*Short problem*:
Retype the lines of the material below, unchanged, from the line containing "Mark the blue window shutter, one" through the line containing "x=101 y=380", including both of those lines.

*****

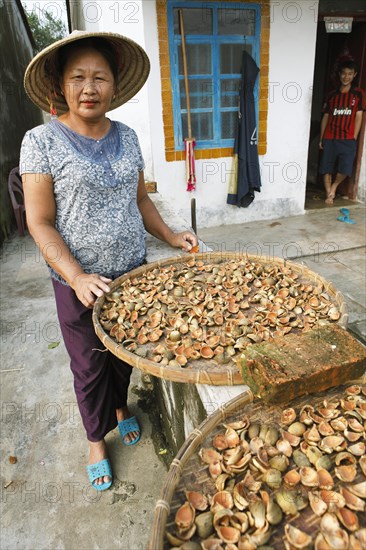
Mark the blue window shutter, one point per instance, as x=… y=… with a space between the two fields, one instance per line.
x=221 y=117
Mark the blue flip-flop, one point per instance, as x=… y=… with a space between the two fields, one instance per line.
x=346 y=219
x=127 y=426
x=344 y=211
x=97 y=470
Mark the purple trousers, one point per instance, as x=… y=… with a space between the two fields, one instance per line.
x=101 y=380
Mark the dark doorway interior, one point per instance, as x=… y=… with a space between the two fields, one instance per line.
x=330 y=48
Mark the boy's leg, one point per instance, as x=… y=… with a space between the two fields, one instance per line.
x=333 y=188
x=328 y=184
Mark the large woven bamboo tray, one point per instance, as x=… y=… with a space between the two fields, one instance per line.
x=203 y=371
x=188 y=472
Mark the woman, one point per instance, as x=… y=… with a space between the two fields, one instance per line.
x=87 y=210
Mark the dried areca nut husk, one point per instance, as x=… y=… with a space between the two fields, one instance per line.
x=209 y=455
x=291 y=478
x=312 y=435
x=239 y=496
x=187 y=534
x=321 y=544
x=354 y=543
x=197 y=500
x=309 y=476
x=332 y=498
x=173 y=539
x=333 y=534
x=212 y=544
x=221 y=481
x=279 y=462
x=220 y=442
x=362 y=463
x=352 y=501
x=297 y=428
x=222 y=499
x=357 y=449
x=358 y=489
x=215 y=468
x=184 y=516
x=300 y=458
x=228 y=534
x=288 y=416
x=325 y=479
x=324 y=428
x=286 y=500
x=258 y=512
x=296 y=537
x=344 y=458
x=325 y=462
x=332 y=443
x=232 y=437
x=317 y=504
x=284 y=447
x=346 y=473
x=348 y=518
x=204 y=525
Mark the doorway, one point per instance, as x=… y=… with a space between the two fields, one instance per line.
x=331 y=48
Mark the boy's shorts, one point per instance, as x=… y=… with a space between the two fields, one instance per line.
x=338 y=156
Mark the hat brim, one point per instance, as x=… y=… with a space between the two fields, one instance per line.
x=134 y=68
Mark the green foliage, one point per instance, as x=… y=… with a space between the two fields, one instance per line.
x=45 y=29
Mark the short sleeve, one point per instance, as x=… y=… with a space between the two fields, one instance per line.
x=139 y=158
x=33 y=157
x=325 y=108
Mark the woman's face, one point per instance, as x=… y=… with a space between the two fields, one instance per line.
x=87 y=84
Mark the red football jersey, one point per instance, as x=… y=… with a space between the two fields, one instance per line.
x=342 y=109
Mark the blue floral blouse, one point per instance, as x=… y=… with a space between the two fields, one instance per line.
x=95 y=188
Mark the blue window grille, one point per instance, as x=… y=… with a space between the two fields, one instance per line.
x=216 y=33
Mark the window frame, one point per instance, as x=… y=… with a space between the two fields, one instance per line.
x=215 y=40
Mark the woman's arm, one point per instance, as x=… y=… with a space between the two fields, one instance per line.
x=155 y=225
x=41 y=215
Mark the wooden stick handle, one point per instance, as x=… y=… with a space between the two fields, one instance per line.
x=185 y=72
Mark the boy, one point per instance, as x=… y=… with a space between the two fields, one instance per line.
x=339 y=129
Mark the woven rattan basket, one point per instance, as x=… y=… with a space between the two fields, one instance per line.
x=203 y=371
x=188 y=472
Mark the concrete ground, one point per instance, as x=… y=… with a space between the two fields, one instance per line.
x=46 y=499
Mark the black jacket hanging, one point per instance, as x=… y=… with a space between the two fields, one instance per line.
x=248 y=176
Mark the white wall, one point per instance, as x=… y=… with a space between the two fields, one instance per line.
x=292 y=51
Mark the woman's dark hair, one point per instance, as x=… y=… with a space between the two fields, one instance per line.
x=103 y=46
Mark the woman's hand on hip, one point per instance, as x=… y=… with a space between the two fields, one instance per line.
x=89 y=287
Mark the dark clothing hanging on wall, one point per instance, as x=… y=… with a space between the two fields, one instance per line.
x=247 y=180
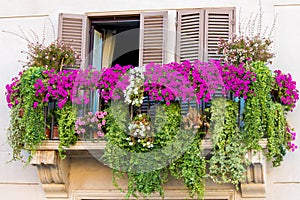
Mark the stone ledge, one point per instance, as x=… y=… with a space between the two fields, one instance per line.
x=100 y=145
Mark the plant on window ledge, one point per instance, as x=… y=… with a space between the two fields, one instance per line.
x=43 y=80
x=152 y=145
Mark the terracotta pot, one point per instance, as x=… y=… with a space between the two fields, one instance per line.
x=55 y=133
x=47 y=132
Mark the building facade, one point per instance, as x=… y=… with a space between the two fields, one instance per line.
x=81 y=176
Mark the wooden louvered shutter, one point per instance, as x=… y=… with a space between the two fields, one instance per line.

*****

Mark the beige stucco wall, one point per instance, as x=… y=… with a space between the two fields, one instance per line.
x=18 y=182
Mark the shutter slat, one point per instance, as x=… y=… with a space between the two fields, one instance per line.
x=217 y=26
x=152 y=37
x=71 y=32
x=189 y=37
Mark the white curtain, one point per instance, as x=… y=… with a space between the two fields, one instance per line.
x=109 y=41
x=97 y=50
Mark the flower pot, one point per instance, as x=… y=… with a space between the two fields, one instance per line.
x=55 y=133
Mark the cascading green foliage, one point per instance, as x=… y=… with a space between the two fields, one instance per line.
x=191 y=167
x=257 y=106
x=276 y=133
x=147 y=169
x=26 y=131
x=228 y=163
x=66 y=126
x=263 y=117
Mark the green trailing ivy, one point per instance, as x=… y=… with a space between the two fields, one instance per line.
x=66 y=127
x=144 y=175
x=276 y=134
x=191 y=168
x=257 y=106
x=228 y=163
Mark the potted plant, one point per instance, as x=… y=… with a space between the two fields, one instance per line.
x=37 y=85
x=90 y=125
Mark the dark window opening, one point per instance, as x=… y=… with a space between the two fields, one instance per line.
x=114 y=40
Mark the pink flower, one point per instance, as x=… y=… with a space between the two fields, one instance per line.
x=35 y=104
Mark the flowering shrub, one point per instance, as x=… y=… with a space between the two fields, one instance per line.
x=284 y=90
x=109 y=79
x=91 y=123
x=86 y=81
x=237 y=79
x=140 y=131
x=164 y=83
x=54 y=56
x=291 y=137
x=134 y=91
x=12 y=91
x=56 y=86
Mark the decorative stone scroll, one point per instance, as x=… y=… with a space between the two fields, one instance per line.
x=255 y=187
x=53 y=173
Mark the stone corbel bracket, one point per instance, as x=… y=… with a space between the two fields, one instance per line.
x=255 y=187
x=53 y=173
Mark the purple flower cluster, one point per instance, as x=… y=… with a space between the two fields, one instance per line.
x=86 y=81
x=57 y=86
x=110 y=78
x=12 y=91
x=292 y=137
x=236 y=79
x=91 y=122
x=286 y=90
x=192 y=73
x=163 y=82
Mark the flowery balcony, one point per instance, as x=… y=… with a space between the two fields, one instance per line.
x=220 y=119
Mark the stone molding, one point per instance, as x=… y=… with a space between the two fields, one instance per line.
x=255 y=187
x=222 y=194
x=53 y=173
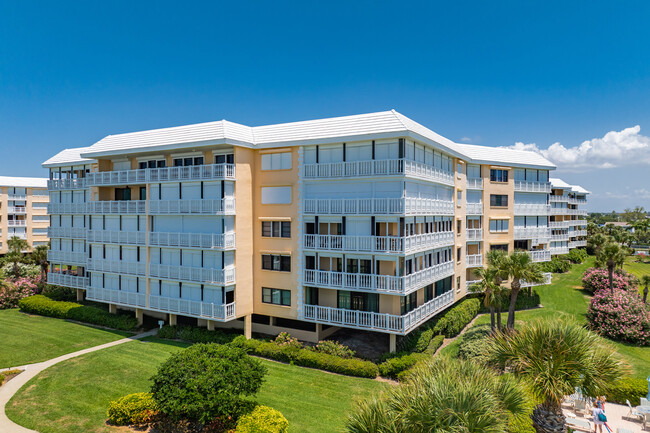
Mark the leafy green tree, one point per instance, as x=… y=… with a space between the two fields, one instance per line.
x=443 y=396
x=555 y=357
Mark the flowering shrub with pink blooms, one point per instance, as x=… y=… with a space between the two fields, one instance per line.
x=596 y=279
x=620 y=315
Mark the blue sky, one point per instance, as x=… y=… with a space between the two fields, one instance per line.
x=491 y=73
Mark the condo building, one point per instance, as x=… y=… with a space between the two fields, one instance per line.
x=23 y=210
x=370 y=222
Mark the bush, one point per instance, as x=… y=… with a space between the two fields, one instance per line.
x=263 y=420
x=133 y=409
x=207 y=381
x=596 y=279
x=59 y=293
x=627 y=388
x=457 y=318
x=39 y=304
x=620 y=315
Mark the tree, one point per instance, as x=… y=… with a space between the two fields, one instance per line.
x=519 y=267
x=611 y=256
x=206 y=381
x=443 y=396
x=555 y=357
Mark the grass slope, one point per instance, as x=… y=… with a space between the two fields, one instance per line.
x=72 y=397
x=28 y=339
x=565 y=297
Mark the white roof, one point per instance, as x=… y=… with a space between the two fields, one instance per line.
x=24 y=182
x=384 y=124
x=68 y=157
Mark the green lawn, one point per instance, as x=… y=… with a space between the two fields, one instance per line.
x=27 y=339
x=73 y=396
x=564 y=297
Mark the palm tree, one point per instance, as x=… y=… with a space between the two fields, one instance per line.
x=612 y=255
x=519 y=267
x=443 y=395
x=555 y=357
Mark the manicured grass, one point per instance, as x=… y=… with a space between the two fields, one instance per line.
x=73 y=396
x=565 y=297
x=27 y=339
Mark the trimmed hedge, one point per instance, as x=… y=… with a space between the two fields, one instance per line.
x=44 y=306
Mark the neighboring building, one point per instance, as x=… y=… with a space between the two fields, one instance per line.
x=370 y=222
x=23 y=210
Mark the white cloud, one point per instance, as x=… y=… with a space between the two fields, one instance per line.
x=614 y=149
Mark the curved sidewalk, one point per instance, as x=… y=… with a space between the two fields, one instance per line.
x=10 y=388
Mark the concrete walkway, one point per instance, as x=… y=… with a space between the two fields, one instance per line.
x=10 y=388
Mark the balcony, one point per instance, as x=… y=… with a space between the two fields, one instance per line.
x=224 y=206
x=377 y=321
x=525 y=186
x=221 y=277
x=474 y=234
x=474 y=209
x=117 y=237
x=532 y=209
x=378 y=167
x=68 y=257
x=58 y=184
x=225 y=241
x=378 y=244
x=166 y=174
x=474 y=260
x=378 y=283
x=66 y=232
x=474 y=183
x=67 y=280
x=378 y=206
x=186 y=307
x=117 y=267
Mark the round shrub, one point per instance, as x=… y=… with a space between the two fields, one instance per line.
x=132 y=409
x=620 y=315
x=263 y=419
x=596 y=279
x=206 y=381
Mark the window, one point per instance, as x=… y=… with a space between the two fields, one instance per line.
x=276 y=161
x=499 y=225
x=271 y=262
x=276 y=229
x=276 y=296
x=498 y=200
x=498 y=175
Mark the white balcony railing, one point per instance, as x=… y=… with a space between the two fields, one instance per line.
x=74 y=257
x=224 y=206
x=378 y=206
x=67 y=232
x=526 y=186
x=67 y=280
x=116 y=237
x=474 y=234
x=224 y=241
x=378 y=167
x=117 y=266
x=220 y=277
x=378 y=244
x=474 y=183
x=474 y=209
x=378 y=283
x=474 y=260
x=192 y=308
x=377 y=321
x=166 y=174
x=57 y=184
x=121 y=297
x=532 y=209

*****

*Result of the exercise*:
Mark the blue window shutter, one point per instance, as x=… y=… with a space between the two fields, one instance per line.
x=221 y=117
Mark the blue flip-flop, one point per instance, as x=… y=… with a space between the two fields, one instance per line.
x=346 y=219
x=127 y=426
x=344 y=211
x=97 y=470
Mark the purple trousers, one point per instance, as x=… y=… with a space between the two fields, one instance per line.
x=101 y=380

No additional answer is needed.